**Problem to solve**
When you write the records again, keep every line exactly as it was.

[Natural language region descriptions]

──────────────────────────────

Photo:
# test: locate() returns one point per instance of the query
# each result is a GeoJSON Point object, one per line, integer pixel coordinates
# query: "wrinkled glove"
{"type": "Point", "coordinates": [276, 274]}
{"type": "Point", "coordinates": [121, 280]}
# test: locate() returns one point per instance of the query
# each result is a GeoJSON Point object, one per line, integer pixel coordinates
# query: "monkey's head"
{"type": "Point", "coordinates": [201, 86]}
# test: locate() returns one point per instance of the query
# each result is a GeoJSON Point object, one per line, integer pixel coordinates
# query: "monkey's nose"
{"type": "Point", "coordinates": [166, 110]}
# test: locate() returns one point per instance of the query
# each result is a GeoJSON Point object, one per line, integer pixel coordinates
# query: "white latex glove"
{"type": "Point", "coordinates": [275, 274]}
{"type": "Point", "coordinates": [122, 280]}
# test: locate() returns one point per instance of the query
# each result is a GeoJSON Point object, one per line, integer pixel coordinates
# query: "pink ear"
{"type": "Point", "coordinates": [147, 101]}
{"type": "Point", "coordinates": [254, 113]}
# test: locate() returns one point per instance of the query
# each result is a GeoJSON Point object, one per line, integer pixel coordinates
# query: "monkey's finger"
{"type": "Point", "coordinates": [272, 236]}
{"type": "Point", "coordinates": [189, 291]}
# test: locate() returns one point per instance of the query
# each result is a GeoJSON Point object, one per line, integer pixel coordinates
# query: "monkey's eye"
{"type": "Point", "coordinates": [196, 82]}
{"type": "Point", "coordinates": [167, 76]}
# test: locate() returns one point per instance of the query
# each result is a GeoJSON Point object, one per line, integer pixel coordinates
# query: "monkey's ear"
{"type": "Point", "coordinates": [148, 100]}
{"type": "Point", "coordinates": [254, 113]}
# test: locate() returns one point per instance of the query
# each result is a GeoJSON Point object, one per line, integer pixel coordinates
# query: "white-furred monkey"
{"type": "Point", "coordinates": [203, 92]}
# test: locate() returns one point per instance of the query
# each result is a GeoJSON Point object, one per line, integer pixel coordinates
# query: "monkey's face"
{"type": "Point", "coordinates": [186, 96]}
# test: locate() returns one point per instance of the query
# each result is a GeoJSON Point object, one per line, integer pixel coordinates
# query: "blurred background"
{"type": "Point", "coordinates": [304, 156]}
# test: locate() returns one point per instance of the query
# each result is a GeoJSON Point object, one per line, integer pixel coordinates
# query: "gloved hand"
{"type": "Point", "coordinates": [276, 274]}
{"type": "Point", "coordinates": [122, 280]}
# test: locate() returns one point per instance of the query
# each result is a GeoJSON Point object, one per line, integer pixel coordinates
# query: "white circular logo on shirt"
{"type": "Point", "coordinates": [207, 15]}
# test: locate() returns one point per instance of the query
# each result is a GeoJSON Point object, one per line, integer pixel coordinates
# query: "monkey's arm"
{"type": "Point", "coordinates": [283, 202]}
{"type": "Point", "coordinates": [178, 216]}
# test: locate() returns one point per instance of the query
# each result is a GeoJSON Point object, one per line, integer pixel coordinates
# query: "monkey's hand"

──────────────────────────────

**Result**
Photo:
# test: locate() returns one point per instance of the query
# each result is a GeoJSON Point object, one per line, integer pixel coordinates
# query: "wrinkled glove"
{"type": "Point", "coordinates": [276, 274]}
{"type": "Point", "coordinates": [121, 280]}
# test: locate() returns one point per instance of the query
# each result is a GeoJSON Point object, one per line, integer pixel coordinates
# query: "monkey's head"
{"type": "Point", "coordinates": [201, 86]}
# test: locate() returns one point per instance of the query
# each result is a GeoJSON Point object, one per line, integer pixel coordinates
# query: "monkey's nose"
{"type": "Point", "coordinates": [166, 110]}
# test: locate() returns one point per instance of the query
# each result is a GeoJSON Point object, one per line, integer pixel coordinates
# query: "white latex glove"
{"type": "Point", "coordinates": [275, 274]}
{"type": "Point", "coordinates": [122, 280]}
# test: locate() returns one point per instance of the query
# each result is a GeoJSON Point object, one per line, integer pixel coordinates
# query: "pink ear"
{"type": "Point", "coordinates": [147, 101]}
{"type": "Point", "coordinates": [254, 113]}
# test: locate() returns one point per instance of the query
# each result is a GeoJSON Point object, one per line, integer pixel coordinates
# query: "monkey's finger"
{"type": "Point", "coordinates": [272, 236]}
{"type": "Point", "coordinates": [189, 291]}
# test: locate() returns one point per instance of the query
# each result is a GeoJSON Point object, one per line, integer pixel coordinates
# query: "monkey's eye"
{"type": "Point", "coordinates": [196, 82]}
{"type": "Point", "coordinates": [167, 76]}
# test: locate() returns one point per instance of the query
# each result is a GeoJSON Point object, one per line, integer pixel coordinates
# query: "monkey's ear"
{"type": "Point", "coordinates": [148, 100]}
{"type": "Point", "coordinates": [254, 113]}
# test: locate() returns one point per instance of the query
# each result is a GeoJSON Point object, one per line, integer pixel coordinates
# query: "white-furred monkey"
{"type": "Point", "coordinates": [203, 92]}
# test: locate() returns one point per instance of the query
# each result is a GeoJSON Point object, one per line, integer pixel coordinates
# query: "monkey's face"
{"type": "Point", "coordinates": [186, 96]}
# test: locate() returns one point per instance of the query
# each result is a GeoJSON Point object, one per line, integer pixel coordinates
# query: "blurred background"
{"type": "Point", "coordinates": [304, 156]}
# test: locate() returns one point per instance of the query
# each result is a GeoJSON Point object, one per line, integer pixel coordinates
# query: "gloved hand"
{"type": "Point", "coordinates": [276, 274]}
{"type": "Point", "coordinates": [122, 280]}
# test: locate() returns one point per instance of the query
# each result is a GeoJSON Point object, one per line, integer pixel coordinates
# query: "white circular logo on shirt"
{"type": "Point", "coordinates": [207, 15]}
# test: locate() returns one point per instance of the query
# each result is a GeoJSON Point object, one per line, integer pixel coordinates
# query: "monkey's arm"
{"type": "Point", "coordinates": [283, 202]}
{"type": "Point", "coordinates": [178, 216]}
# test: locate() returns one point per instance of the query
# each result is a GeoJSON Point object, one per line, integer pixel coordinates
# query: "monkey's hand"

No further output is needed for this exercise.